TO DO →
Arrange everything from the line containing "Box every visible arugula" down to the line containing "81, 62, 423, 421" as a numbered list, leaving out any blank lines.

Region labeling records
▶
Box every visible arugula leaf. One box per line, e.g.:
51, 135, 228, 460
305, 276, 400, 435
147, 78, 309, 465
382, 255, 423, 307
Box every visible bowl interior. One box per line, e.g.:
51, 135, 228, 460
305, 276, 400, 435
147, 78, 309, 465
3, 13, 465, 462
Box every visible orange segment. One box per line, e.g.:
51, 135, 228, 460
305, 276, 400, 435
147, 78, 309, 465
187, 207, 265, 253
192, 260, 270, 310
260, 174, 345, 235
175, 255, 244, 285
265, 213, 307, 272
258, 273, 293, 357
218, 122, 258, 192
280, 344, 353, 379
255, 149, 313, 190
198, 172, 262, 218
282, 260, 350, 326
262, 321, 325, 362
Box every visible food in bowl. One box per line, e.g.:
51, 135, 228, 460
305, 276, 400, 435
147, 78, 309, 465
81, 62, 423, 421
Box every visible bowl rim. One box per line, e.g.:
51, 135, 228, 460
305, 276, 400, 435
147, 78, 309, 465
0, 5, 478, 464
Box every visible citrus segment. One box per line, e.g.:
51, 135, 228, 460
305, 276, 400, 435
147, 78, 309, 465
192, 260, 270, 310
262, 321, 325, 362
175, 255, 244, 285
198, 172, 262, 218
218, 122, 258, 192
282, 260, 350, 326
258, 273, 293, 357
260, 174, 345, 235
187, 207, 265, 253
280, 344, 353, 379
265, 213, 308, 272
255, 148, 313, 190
◀
▶
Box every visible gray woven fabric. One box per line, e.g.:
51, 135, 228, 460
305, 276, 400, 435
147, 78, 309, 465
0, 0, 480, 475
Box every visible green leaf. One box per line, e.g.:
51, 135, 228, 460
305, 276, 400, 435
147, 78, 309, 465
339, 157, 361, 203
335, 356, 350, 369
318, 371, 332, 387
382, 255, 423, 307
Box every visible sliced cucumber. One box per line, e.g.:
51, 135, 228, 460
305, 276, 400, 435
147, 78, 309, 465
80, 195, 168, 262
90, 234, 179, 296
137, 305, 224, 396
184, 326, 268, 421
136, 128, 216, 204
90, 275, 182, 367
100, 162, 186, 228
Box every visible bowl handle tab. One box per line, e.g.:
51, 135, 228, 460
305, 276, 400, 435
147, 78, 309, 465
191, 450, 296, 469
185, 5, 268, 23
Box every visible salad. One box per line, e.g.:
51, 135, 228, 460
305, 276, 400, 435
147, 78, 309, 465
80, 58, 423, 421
◀
REPLY →
1. Box every visible arugula leaf. One box per line, e.g.:
2. 51, 135, 228, 460
3. 305, 276, 400, 435
4. 147, 78, 309, 465
5. 382, 255, 423, 307
6. Box every visible bowl interior. One box per line, e.g.:
7. 51, 135, 228, 460
8. 305, 276, 400, 435
9. 147, 78, 309, 465
10. 3, 13, 465, 462
11. Box every visible orange segment. One box per line, e.g.:
12. 51, 135, 228, 460
13. 305, 276, 400, 435
14. 147, 78, 309, 465
15. 187, 207, 265, 253
16. 192, 260, 270, 310
17. 260, 174, 345, 235
18. 175, 255, 244, 285
19. 265, 213, 307, 272
20. 258, 273, 293, 357
21. 218, 122, 258, 192
22. 280, 344, 353, 379
23. 255, 149, 313, 190
24. 198, 172, 262, 218
25. 282, 260, 350, 326
26. 262, 321, 325, 362
27. Box every visible food in bowl. One box per line, e.g.:
28. 51, 135, 228, 460
29. 305, 276, 400, 435
30. 147, 78, 309, 465
31. 81, 62, 423, 421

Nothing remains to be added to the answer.